Trecho fornecido
================================

Praça Venceslau, Museu Narodni ao fundo
O terceiro dia dedicamos a visitar a história judaica na cidade. Os primeiros relatos de uma comunidade judaica em Praga aparecem no século X. Durante quase duzentos anos a comunidade cresce e floresce, até que no século XII, depois de vários ataques e pogroms, os judeus da cidade foram confinados a um gueto nas margens do rio Moldova, ao norte da cidade. Em 1254 os judeus foram finalmente protegidos da perseguição pelo rei Ottokar II da Boêmia. Apesar de serem considerados como ‘parceiros reais’, ainda tinham que pagar altos impostos à coroa. Porém, na Páscoa Judaica (Pessach) de 1389, os judeus foram acusados de ‘vandalizar a hóstia eucarística’ e, como consequência, 3 mil homens, mulheres e crianças judias foram mortos nas ruas, casas e sinagogas do gueto. Após esse pogrom, muitos judeus fugiram para a Hungria e para a Polônia.
A partir do início do século XVI, a nobreza da Boêmia recuperou os antigos privilégios dos judeus de Praga, o que criou um ambiente mais aberto e permitiu que a população judaica crescesse, inclusive incorporando muitos imigrantes que haviam sido expulsos de seus países, como a Morávia, Alemanha, Áustria e Espanha. Foi então que começou o reinado dos Habsburgos. Nos anos de 1542 e 1561 os judeus foram expulsos duas vezes da cidade. Mas alguns anos depois retornaram e, durante os reinados de Maximilian II e Rudolf II a comunidade judaica voltou a se fixar na região, até que no início do século XVIII eles já eram um quarto de toda a população de Praga. Mas como tudo o que é bom tem um fim, com sua ascensão ao trono, a intolerante Imperatriz Maria Theresa expulsou novamente os judeus de Praga, entre 1745 e 1748. E foi somente em 1782, com um decreto do Imperador Joseph II, que foi instituída no Império Habsburgo a tolerância religiosa, fazendo com que os judeus pudessem voltar à vida ativa na cidade. Daí o nome atual do bairro judaico, a noroeste da Cidade Velha, Josefov.

================================

Material fornecido

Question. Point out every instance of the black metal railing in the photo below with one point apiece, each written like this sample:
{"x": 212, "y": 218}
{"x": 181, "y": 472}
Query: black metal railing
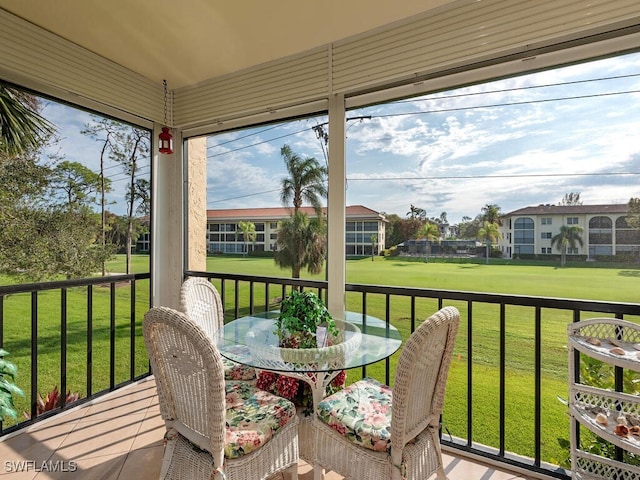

================================

De acordo com o trecho sobre a história judaica em Praga, que rei protegeu os judeus da cidade contra a perseguição em 1254?

Resposta
O rei Ottokar II da Boêmia.